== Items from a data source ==
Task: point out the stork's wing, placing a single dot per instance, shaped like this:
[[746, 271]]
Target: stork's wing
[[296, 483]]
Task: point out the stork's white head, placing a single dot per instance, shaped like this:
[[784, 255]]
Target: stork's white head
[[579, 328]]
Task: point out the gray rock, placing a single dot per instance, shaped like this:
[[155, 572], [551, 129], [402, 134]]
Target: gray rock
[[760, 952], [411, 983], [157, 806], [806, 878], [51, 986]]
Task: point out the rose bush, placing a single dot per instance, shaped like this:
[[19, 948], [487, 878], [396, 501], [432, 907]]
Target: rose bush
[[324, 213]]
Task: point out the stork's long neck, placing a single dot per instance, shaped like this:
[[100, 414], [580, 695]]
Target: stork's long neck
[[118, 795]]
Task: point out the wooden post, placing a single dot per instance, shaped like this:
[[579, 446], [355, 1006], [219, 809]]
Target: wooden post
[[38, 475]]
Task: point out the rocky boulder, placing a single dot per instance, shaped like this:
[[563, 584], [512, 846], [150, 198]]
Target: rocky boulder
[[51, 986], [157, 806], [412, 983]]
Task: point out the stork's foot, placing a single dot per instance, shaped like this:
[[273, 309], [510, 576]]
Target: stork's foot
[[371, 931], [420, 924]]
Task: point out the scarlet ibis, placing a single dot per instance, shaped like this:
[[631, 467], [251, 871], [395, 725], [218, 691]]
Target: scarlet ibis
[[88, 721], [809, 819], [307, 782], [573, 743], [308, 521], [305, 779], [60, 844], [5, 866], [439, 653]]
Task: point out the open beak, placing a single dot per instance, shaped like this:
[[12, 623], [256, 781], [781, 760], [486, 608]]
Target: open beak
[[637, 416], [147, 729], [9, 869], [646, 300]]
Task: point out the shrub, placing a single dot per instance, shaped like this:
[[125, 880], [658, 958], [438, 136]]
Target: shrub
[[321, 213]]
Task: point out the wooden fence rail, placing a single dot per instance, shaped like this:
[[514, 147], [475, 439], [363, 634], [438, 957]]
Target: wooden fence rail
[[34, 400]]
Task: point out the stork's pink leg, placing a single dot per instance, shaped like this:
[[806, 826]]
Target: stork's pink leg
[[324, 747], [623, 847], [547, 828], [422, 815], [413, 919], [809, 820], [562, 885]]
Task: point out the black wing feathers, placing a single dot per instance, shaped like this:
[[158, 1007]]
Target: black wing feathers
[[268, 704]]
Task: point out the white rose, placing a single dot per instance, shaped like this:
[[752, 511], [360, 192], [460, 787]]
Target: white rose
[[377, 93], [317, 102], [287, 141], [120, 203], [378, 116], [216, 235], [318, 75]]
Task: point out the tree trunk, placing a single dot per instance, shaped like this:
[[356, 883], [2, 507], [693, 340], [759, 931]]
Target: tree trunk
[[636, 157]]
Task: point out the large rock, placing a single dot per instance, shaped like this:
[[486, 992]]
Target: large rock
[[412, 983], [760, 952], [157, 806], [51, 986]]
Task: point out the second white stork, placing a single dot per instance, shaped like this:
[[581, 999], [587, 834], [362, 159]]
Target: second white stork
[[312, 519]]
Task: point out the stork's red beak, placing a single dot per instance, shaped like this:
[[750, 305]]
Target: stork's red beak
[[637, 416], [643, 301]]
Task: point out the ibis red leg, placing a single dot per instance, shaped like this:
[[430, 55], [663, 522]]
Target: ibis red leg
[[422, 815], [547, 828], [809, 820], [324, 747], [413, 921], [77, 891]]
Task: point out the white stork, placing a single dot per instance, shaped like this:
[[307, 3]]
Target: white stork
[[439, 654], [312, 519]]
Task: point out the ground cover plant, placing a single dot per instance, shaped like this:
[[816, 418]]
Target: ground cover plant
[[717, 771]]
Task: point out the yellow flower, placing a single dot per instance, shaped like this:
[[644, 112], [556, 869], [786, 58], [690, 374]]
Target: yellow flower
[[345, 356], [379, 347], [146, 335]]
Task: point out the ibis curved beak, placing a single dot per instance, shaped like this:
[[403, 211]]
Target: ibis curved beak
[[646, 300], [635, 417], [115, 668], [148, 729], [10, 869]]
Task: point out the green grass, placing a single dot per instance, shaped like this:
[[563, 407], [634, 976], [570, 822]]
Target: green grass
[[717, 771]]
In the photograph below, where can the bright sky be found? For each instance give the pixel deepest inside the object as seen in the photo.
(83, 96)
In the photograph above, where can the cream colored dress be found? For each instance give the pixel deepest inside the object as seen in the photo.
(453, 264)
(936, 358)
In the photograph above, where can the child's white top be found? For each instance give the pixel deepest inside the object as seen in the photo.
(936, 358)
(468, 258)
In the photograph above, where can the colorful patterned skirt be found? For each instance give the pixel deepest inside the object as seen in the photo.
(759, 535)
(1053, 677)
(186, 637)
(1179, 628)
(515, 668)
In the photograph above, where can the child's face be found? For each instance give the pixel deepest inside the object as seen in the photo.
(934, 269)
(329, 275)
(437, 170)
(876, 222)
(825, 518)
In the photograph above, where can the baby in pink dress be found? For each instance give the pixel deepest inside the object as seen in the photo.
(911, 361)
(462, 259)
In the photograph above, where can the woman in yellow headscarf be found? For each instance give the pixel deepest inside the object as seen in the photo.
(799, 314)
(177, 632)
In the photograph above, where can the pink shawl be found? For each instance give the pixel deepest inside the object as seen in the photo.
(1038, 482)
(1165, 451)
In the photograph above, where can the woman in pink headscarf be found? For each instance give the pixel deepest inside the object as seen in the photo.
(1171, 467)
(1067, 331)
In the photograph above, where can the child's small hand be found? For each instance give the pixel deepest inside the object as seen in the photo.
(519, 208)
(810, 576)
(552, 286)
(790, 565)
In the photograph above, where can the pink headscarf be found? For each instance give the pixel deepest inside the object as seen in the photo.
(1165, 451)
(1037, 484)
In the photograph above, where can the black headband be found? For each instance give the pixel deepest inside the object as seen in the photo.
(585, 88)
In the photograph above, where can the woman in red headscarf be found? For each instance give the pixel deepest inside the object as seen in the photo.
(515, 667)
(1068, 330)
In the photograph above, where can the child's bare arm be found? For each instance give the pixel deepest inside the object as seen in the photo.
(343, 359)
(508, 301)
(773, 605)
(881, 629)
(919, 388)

== EXERCISE BRIEF ==
Look above for the line with "Task: point out the yellow" and the line with "[[403, 211]]". Retype those two lines and every line between them exactly, adding nothing.

== ANSWER FOR THIS EXERCISE ==
Task: point out the yellow flower, placing a single dot per instance, shaped like this:
[[644, 112], [556, 869], [786, 58], [690, 374]]
Target: yellow flower
[[345, 356], [379, 347], [146, 335]]
Task: point out the ibis curved beak, placing a single dot per instance, shaped like this:
[[403, 211]]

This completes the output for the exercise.